:: Texto de lectura ::
════════════════════

La transfiguración cumple la función de confirmar que Jesús es nada más y nada menos que el Hijo de Dios y también nos da información específica respecto a la razón de su venida, es decir, su misión mesiánica, que les revelará después y que no entenderán.
Jesús se transfigura «para quitar del corazón de sus discípulos el escándalo de la cruz», para ayudarles a sobrellevar los momentos oscuros de su Pasión. Cruz y gloria están íntimamente unidos.
Muchas veces en nuestra vida necesitamos momentos previos de gloria, de unión fuerte con Dios, de gracias especiales de reconocimiento de la presencia de Dios en nuestra vida, para luego sobrellevar y tener fuerzas para abrazar la cruz que permite y desea para nosotros.
Los discípulos nunca olvidaron lo que sucedió ese día en el monte. Juan escribió en su evangelio, “Y vimos su gloria, gloria como del unigénito del Padre, lleno de gracia y de verdad.”
De igual manera, nosotros no debemos olvidar los momentos fuertes de gracia cuando la cruz oscurece esos momentos de gloria.

════════════════════

:: Información proporcionada ::
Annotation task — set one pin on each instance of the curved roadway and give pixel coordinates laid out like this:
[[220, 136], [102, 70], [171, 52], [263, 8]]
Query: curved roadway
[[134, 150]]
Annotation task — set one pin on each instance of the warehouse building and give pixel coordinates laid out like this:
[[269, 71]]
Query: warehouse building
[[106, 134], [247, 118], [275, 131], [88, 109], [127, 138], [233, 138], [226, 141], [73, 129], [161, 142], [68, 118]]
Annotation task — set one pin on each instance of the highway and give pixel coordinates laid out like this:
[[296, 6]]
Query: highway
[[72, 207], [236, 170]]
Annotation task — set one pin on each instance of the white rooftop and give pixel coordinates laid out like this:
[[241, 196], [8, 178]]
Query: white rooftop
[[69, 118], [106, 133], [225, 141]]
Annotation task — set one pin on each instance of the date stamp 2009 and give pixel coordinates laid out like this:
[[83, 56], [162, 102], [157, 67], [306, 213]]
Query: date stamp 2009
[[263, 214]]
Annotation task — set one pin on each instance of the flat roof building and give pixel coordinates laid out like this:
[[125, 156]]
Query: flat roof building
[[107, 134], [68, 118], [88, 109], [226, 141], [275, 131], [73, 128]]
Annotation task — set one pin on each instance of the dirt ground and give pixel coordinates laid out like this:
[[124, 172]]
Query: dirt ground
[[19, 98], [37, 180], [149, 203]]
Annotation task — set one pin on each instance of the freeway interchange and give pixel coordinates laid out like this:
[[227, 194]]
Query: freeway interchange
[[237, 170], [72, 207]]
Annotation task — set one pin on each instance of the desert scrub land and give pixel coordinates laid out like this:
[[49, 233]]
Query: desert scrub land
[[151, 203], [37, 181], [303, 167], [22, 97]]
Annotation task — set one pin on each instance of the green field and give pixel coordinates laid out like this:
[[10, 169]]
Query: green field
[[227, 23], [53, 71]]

════════════════════

:: Ejercicios ::
[A] Transcriba literalmente el fragmento del texto sobre la transfiguración que va desde "Los discípulos nunca" hasta "momentos de gloria.".
[B] Según el texto sobre la transfiguración, ¿con qué fin se transfigura Jesús ante sus discípulos?

:: Respuestas en orden ::
[A]
Los discípulos nunca olvidaron lo que sucedió ese día en el monte. Juan escribió en su evangelio, “Y vimos su gloria, gloria como del unigénito del Padre, lleno de gracia y de verdad.”
De igual manera, nosotros no debemos olvidar los momentos fuertes de gracia cuando la cruz oscurece esos momentos de gloria.

[B] Para quitar del corazón de sus discípulos el escándalo de la cruz y ayudarles a sobrellevar los momentos oscuros de su Pasión.